Task objective: Search the lines of the records for the word "clump", and copy every line that has it.

-*-*-

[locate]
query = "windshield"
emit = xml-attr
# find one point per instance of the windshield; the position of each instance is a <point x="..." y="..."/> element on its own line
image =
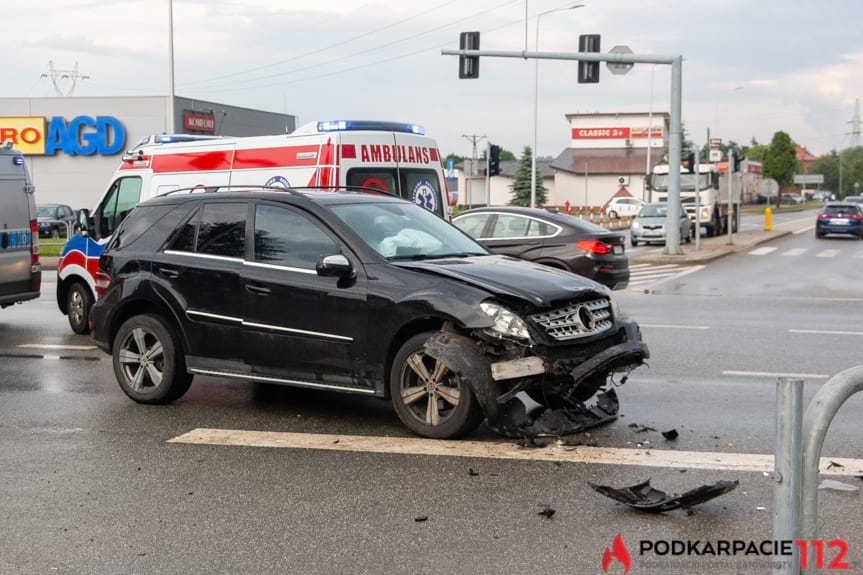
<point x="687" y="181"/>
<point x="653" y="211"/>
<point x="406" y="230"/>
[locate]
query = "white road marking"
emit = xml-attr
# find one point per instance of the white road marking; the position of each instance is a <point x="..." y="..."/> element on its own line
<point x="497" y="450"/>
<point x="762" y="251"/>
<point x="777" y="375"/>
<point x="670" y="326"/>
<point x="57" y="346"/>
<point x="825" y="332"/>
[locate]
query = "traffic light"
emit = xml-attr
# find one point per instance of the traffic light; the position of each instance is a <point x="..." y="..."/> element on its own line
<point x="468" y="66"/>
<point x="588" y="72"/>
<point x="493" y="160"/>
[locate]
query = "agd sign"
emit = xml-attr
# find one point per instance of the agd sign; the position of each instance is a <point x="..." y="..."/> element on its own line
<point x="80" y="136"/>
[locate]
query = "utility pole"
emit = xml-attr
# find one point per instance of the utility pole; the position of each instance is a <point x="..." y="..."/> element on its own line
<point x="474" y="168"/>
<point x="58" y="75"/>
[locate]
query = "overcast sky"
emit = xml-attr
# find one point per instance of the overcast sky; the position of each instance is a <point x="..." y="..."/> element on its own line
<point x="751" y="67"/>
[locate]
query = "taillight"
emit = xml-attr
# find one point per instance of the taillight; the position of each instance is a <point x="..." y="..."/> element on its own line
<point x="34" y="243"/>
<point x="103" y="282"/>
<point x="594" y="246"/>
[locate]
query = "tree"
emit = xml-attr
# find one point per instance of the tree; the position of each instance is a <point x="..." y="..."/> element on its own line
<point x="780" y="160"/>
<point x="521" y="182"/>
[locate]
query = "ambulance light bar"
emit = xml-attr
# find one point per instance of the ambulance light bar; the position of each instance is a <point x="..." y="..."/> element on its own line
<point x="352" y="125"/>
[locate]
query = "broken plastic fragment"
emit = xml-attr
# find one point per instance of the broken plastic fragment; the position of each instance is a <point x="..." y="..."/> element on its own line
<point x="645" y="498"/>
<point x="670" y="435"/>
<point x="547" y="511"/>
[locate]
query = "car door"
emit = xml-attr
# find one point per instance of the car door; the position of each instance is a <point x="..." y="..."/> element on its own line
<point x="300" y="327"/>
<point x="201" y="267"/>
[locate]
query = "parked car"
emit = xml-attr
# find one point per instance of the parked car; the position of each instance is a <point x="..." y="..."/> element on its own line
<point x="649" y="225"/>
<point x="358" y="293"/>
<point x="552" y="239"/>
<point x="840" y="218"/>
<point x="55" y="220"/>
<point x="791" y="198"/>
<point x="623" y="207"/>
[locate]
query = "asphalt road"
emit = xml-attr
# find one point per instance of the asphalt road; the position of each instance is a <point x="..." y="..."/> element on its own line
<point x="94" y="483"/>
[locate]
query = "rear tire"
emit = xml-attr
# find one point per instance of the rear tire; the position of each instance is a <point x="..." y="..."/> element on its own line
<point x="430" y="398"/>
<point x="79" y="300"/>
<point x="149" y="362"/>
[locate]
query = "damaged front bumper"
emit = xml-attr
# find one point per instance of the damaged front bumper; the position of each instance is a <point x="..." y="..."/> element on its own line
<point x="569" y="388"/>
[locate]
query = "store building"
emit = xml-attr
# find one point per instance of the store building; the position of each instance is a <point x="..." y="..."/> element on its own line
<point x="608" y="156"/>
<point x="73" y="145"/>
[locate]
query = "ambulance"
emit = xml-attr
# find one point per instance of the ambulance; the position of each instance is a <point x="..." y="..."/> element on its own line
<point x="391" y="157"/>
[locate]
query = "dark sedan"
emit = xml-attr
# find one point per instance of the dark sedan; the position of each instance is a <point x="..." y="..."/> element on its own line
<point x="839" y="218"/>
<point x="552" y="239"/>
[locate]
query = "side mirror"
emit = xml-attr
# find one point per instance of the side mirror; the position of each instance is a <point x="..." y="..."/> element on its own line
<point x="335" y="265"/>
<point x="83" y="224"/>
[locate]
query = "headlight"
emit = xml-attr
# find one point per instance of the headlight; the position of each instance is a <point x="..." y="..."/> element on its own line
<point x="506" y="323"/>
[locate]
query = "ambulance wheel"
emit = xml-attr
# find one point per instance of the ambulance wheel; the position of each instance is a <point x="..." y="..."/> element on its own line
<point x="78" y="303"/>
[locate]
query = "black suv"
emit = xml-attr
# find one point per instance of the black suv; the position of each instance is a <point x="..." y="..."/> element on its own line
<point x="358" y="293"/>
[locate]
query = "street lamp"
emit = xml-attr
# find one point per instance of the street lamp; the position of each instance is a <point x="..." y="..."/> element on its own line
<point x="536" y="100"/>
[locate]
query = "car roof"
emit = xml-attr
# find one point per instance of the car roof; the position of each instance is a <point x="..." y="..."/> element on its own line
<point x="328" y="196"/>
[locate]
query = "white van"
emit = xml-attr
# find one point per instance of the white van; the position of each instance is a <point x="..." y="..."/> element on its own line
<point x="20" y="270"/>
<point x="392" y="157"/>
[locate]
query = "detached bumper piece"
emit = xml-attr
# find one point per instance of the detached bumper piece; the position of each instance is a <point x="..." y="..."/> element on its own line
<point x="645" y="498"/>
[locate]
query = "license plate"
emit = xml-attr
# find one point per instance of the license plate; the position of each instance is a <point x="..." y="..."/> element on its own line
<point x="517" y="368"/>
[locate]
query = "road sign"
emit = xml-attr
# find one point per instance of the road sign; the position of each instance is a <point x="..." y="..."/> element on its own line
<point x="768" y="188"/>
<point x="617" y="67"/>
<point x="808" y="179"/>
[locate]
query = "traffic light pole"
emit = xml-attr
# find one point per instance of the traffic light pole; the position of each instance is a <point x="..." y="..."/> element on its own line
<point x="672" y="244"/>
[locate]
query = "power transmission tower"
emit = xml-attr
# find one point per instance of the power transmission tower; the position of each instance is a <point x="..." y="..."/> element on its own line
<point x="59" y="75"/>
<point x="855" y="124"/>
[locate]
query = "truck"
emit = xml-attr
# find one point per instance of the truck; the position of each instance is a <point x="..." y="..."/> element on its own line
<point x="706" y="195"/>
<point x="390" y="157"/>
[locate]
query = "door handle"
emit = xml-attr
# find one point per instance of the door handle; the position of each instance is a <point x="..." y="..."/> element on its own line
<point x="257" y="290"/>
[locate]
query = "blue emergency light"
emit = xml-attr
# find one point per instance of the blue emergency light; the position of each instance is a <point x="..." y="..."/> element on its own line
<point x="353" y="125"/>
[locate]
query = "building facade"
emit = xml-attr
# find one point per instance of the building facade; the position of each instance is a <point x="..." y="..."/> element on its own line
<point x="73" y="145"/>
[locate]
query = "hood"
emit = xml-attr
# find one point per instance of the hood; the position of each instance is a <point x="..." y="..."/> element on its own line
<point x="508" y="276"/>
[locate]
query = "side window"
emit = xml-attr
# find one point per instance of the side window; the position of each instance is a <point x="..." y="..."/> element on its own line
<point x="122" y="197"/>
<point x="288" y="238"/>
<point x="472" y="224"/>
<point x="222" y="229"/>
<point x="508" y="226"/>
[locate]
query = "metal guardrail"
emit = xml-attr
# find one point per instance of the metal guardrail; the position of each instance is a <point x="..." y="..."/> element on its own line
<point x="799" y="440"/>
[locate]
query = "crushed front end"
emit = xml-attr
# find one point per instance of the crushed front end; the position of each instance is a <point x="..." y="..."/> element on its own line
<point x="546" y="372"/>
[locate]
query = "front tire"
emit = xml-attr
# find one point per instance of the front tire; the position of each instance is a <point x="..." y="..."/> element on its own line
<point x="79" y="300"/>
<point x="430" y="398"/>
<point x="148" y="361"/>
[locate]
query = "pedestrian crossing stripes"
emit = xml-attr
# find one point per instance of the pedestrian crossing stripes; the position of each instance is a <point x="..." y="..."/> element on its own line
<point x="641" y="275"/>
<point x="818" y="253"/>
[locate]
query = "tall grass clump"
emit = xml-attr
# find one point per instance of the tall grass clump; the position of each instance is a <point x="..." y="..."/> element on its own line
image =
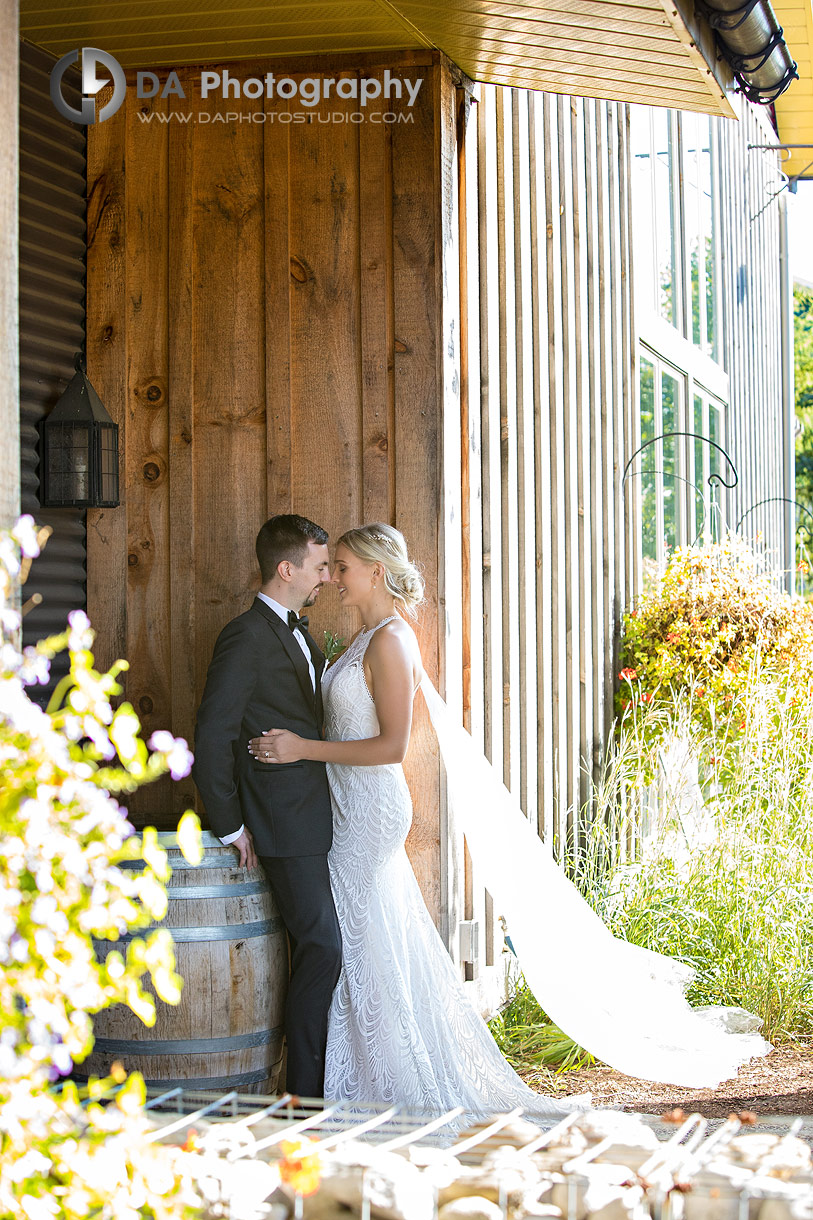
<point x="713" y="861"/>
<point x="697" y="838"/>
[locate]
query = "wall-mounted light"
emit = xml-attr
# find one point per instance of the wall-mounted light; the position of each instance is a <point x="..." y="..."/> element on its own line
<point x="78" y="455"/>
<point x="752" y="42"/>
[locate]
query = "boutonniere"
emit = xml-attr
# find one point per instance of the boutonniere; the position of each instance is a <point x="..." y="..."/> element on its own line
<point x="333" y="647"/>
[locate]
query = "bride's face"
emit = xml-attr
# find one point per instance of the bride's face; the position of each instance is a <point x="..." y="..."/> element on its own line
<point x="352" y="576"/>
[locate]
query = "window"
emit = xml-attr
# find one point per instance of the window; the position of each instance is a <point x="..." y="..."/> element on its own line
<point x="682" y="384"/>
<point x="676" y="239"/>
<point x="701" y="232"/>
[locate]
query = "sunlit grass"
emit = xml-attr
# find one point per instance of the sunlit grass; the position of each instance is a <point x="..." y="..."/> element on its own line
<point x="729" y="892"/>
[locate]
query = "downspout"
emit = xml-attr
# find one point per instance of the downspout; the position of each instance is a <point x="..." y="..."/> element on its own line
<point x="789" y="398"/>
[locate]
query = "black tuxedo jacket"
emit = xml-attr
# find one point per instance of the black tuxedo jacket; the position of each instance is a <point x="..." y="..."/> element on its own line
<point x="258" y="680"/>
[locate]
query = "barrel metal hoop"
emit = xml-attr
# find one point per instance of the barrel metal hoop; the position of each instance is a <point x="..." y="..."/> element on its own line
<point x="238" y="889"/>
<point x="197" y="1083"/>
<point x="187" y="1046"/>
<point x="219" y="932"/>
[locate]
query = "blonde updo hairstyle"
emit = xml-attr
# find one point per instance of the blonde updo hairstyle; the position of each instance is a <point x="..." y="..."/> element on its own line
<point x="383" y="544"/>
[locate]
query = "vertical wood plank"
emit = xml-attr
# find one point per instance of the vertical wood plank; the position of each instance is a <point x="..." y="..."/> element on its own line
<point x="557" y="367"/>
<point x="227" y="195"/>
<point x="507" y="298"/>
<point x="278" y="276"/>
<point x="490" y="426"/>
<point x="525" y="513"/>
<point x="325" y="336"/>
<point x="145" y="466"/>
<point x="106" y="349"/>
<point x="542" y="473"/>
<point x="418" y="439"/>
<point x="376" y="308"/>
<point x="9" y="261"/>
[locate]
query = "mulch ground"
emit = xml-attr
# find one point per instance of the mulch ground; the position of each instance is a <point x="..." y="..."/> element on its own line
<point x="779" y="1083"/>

-*-*-

Result for this task:
query = "tall grass clump"
# find one point per instance of the tall grass clump; the position of each instance is a <point x="..." y="..."/> element on its own line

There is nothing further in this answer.